— Start Material provided —

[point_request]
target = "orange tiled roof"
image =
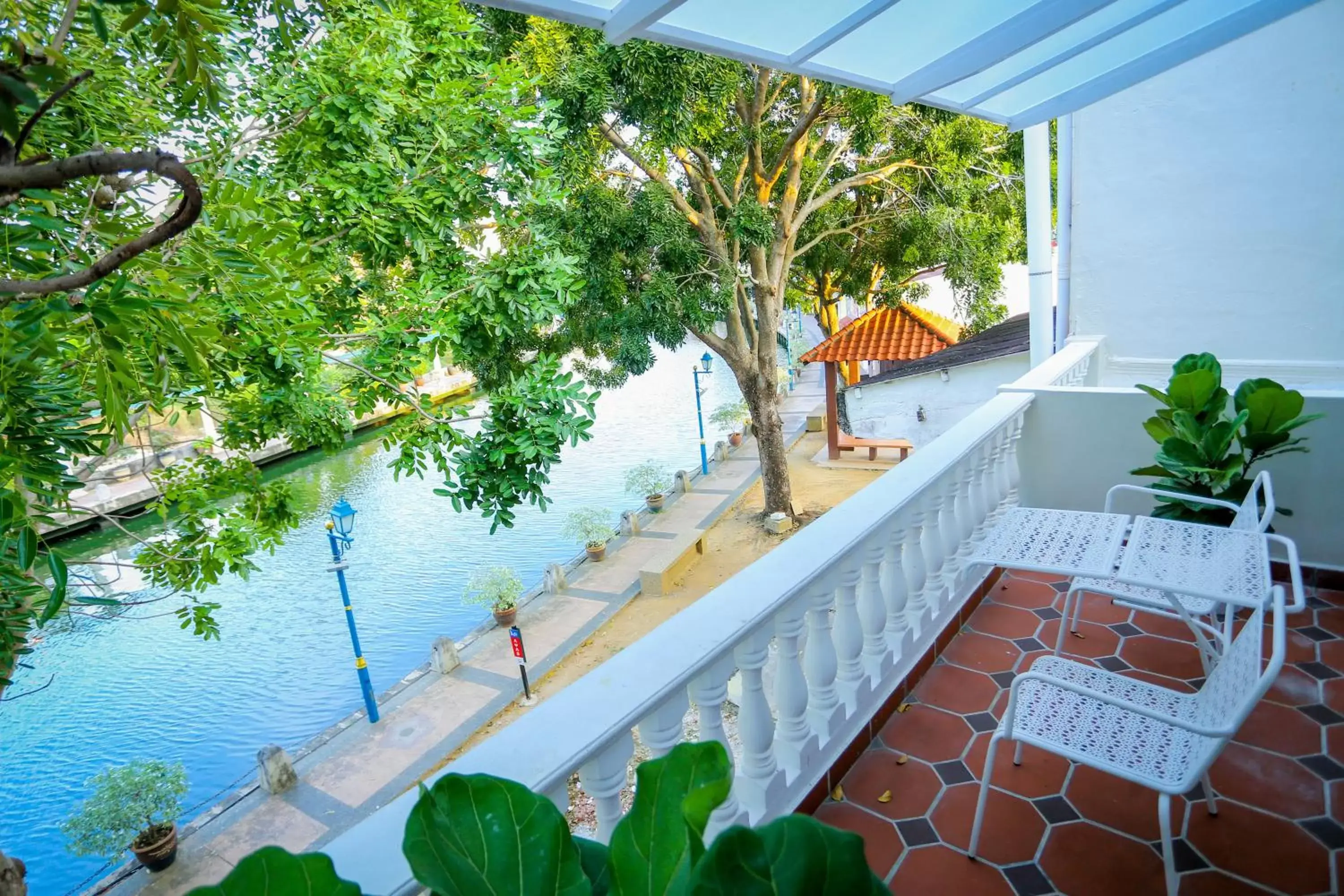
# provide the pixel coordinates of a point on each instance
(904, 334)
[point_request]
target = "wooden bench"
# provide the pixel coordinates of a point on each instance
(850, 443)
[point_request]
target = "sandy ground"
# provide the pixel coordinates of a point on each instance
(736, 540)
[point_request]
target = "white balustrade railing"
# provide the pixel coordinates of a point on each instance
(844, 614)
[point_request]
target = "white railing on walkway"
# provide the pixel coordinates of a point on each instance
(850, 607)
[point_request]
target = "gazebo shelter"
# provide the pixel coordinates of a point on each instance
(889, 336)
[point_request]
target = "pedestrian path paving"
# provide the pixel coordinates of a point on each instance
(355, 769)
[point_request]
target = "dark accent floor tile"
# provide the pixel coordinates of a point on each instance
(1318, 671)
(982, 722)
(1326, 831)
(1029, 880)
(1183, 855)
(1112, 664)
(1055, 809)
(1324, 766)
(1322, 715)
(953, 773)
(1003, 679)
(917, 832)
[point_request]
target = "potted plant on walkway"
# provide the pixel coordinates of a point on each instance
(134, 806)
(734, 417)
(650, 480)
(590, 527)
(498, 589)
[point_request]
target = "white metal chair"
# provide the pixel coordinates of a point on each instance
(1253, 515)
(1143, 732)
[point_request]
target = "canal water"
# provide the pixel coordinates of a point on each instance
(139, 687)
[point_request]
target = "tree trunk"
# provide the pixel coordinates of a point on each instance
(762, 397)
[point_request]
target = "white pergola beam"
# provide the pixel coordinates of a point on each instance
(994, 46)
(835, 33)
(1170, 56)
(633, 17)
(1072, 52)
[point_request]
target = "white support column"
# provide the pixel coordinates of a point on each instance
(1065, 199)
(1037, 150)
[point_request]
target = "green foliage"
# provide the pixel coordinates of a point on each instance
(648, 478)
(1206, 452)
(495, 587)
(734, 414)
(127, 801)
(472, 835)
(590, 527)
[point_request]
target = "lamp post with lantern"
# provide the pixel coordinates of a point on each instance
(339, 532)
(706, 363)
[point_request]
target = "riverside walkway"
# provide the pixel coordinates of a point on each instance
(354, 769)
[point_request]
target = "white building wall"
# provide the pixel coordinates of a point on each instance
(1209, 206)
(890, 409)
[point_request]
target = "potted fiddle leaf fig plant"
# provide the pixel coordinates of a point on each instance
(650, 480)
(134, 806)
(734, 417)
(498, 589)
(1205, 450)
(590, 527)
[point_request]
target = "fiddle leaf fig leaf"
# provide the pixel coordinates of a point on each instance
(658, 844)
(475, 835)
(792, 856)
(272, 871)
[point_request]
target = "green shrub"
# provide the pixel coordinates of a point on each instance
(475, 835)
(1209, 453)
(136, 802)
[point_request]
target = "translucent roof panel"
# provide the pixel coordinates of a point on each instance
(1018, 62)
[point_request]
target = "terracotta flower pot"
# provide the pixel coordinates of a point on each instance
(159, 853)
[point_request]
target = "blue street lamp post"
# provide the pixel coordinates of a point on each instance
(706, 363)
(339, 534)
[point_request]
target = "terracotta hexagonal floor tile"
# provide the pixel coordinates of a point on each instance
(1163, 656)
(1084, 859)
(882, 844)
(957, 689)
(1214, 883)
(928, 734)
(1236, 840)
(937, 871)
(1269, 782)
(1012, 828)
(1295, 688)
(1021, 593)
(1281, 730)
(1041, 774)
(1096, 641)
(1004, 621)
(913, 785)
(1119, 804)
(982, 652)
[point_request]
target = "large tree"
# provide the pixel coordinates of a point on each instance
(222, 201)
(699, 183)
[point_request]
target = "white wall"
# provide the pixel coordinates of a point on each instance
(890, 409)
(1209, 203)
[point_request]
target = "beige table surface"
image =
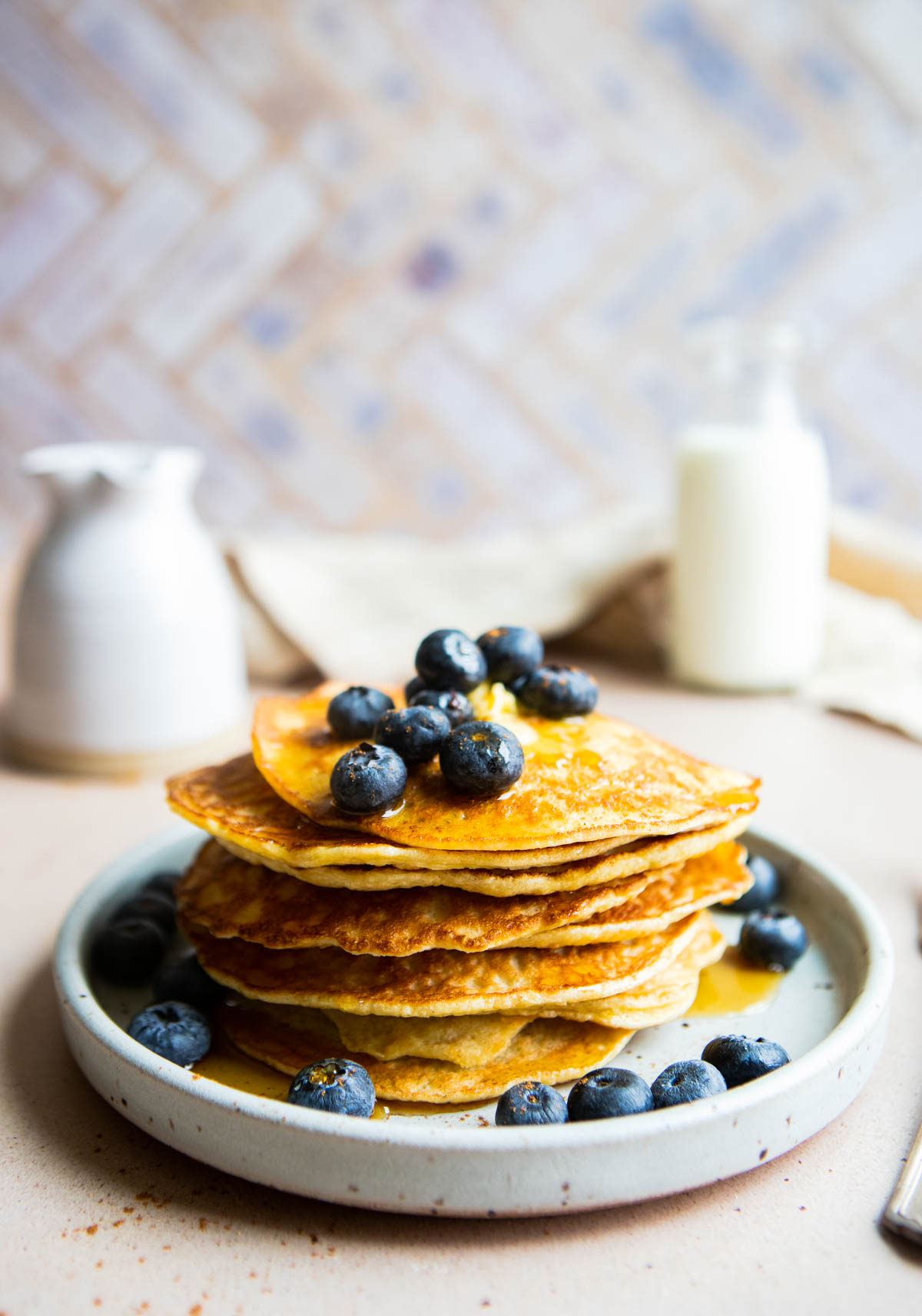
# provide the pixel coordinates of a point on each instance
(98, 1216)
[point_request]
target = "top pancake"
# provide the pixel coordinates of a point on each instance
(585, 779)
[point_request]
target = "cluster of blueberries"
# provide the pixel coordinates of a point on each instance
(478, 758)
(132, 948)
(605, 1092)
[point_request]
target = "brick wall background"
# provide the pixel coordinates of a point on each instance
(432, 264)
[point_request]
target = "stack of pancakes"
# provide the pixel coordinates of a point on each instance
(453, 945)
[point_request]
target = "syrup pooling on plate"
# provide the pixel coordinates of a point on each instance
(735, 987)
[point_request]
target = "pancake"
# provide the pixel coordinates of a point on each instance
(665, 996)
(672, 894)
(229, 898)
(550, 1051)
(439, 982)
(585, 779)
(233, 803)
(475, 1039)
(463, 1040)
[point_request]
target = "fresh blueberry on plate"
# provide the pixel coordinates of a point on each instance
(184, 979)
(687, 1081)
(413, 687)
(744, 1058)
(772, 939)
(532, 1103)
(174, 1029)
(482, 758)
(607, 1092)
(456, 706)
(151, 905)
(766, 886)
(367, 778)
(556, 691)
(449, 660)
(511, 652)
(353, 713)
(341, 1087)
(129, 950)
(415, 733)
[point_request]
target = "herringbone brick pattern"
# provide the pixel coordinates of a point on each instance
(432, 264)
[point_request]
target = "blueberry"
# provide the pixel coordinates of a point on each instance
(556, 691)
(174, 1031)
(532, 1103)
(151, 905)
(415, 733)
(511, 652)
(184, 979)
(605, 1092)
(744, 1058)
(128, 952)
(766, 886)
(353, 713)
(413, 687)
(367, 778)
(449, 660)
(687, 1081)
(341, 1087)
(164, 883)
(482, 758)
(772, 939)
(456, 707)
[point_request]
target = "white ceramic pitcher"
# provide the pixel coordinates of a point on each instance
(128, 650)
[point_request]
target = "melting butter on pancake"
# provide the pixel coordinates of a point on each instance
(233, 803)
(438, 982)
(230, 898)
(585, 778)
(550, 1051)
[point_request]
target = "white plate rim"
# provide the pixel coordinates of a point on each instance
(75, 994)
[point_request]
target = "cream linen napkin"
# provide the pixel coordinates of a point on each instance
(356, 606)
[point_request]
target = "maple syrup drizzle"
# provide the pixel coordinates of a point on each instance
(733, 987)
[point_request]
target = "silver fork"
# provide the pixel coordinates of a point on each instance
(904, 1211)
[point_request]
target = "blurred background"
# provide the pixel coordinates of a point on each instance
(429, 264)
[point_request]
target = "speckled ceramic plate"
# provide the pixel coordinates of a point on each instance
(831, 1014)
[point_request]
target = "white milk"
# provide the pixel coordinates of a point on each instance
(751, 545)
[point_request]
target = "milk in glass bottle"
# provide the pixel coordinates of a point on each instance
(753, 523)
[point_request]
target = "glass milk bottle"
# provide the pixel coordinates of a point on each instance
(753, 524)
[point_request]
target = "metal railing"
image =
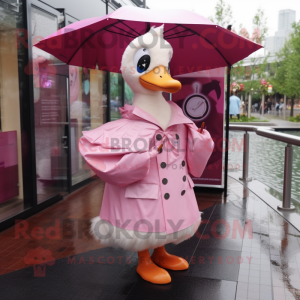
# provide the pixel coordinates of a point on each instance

— End Material provided —

▸ **Goal of the exercise**
Working from the material above, transcribe it exactly while omitting pictures.

▸ **In response**
[point_request]
target = "orange tiled roof"
image =
# provide the pixel coordinates of a point on each instance
(904, 334)
[point_request]
target = "wooden bench"
# provide the pixel coordinates of a point on each instance
(850, 443)
[point_request]
target = "sandy ground"
# provide the pixel coordinates of a point on each instance
(736, 540)
[point_request]
target = "white balustrade railing"
# provide the pixel coordinates of a point on each instance
(844, 614)
[point_request]
target = "white railing on walkway"
# provide the pixel coordinates of a point on each instance
(850, 607)
[point_request]
target = "gazebo shelter"
# provide the pixel coordinates of a point on each instance
(889, 336)
[point_request]
target = "pedestrian path paving"
# provide the pixel coordinates of a point on each instance
(355, 769)
[point_request]
target = "dark accent floor tile"
# provide the pixel coordinates of a point on each instance
(1318, 671)
(982, 722)
(1326, 831)
(1029, 880)
(1183, 855)
(1112, 664)
(1055, 809)
(1324, 766)
(1322, 715)
(953, 773)
(1003, 679)
(917, 832)
[point_request]
target = "potted plant on walkway"
# provide the pixel coordinates of a point on each instance
(134, 806)
(734, 417)
(650, 480)
(590, 527)
(498, 589)
[point_request]
target = "white metal chair"
# provide the pixel coordinates of a point on each instance
(1253, 515)
(1143, 732)
[point_request]
target = "canal water"
# provide the pixel coordinates of a point on each instance
(139, 687)
[point_request]
target = "tree trunk"
# provide the pixel coordinates of a point on each instance
(762, 397)
[point_request]
target = "white pergola beam"
# provide the pixel coordinates of a point on each instance
(994, 46)
(835, 33)
(1170, 56)
(633, 17)
(1072, 52)
[point_request]
target = "white support column"
# provide the pixel coordinates of a point on each instance
(1065, 199)
(1037, 150)
[point_request]
target = "green foliage"
# provide the pixel coordinates of a point on each instance
(648, 478)
(1206, 452)
(495, 587)
(734, 414)
(127, 801)
(472, 835)
(590, 527)
[point_request]
target = "lamp post with lantern"
# provide the pixel coordinates of a point on each instance
(339, 532)
(706, 363)
[point_request]
target = "riverside walkway"
# provide the pixel coordinates of a point on each instance
(354, 769)
[point_request]
target = "white building wall"
# provide the pixel coordinates of a point on each instance
(1209, 206)
(890, 409)
[point_request]
target = "potted fiddle leaf fig plant"
# provide the pixel coordinates of a point on each instance
(650, 480)
(134, 806)
(734, 417)
(498, 589)
(1205, 450)
(590, 527)
[point_request]
target = "fiddle leaf fig leaf"
# provide the pixel coordinates of a point on each instance
(658, 844)
(475, 835)
(792, 856)
(272, 871)
[point_request]
target = "green shrub"
# provide the pixel coordinates of a point on each instance
(475, 835)
(1209, 453)
(136, 802)
[point_request]
target = "translucent roof panel"
# provide the pixel coordinates of a point on each instance
(1018, 62)
[point_request]
target = "terracotta flower pot"
# provide the pixel coordinates of a point on each instance
(159, 853)
[point_request]
target = "blue street lamp post"
# provide the pixel coordinates of a point on each instance
(706, 363)
(339, 534)
[point_request]
target = "terracotta hexagonal floor tile"
# provide the pixel coordinates of a point on each instance
(1163, 656)
(1084, 859)
(882, 844)
(957, 689)
(1214, 883)
(928, 734)
(1236, 840)
(937, 871)
(1269, 782)
(1012, 828)
(1295, 688)
(1021, 593)
(1281, 730)
(1041, 774)
(1096, 641)
(1004, 621)
(913, 785)
(1119, 804)
(982, 652)
[point_request]
target = "large tree"
# provide the pixel coordinates of a point on each instance
(222, 201)
(699, 183)
[point_request]
target = "white wall"
# provide the pixel coordinates of a point on each instance
(890, 409)
(1209, 203)
[point_request]
target = "beige table surface"
image =
# provide the pixel coordinates of a point on each instance
(98, 1216)
[point_request]
target = "top pancake"
# provide the pixel coordinates of a point on each instance
(585, 779)
[point_request]
target = "cluster of blueberries"
# provide the pixel coordinates of a point on each instance
(478, 758)
(132, 948)
(605, 1092)
[point_request]
target = "brick wall background"
# provide the pixel coordinates of a point on each instance
(432, 264)
[point_request]
target = "stack of pancakes"
# provide the pixel coordinates of a point on each instance
(453, 945)
[point_request]
target = "syrup pooling on plate"
# provide the pixel coordinates of a point on each instance
(735, 987)
[point_request]
target = "pancake"
# provide the pixel coordinates of a point on each instance
(665, 996)
(672, 894)
(229, 898)
(550, 1051)
(439, 982)
(585, 779)
(233, 803)
(475, 1039)
(463, 1040)
[point_request]
target = "fresh blueberry on plate"
# provide the pixel coordinates of a point on each instance
(184, 979)
(687, 1081)
(413, 687)
(744, 1058)
(772, 939)
(532, 1103)
(174, 1029)
(482, 758)
(607, 1092)
(456, 706)
(151, 905)
(766, 886)
(367, 778)
(556, 691)
(449, 660)
(511, 652)
(353, 713)
(341, 1087)
(129, 950)
(415, 733)
[point_request]
target = "herringbone brick pattern"
# provide the pixel coordinates of a point on each instance
(432, 264)
[point_request]
target = "blueberry"
# provide the pixel coordinates of a point on each instance
(556, 691)
(174, 1031)
(532, 1103)
(151, 905)
(415, 733)
(511, 652)
(184, 979)
(605, 1092)
(744, 1058)
(128, 952)
(766, 886)
(353, 713)
(413, 687)
(367, 778)
(449, 660)
(687, 1081)
(341, 1087)
(164, 883)
(482, 758)
(772, 939)
(456, 707)
[point_request]
target = "white ceramic pitcher"
# provide the pixel coordinates of a point on each instance
(128, 650)
[point_request]
target = "melting butter on pancake"
# provide the pixel coordinates of a point on each instance
(233, 803)
(438, 982)
(230, 898)
(585, 778)
(550, 1051)
[point_request]
target = "white plate rim"
# provide the pixel coordinates of a point on each instance
(75, 994)
[point_request]
target = "cream linen napkin"
# provide the pixel coordinates of a point on each instance
(356, 606)
[point_request]
target = "maple syrup drizzle"
# provide the pixel coordinates of a point on each instance
(733, 987)
[point_request]
target = "silver fork"
# provide the pixel coordinates of a point on each instance
(904, 1211)
[point_request]
target = "blurred background"
# provide the pixel coordinates of a point on each instance
(429, 264)
[point_request]
target = "speckled ceramic plate"
# provide the pixel coordinates of a point on each instance
(831, 1014)
[point_request]
target = "white milk"
# provide the pixel coordinates of a point on each instance
(751, 545)
[point_request]
target = "milk in glass bottle"
# provide the pixel coordinates of a point on each instance
(753, 523)
[point_request]
target = "glass milk bottle"
# provide the pixel coordinates of a point on each instance
(753, 524)
[point_request]
target = "metal railing"
image =
# provide the pixel coordinates of a point on each instance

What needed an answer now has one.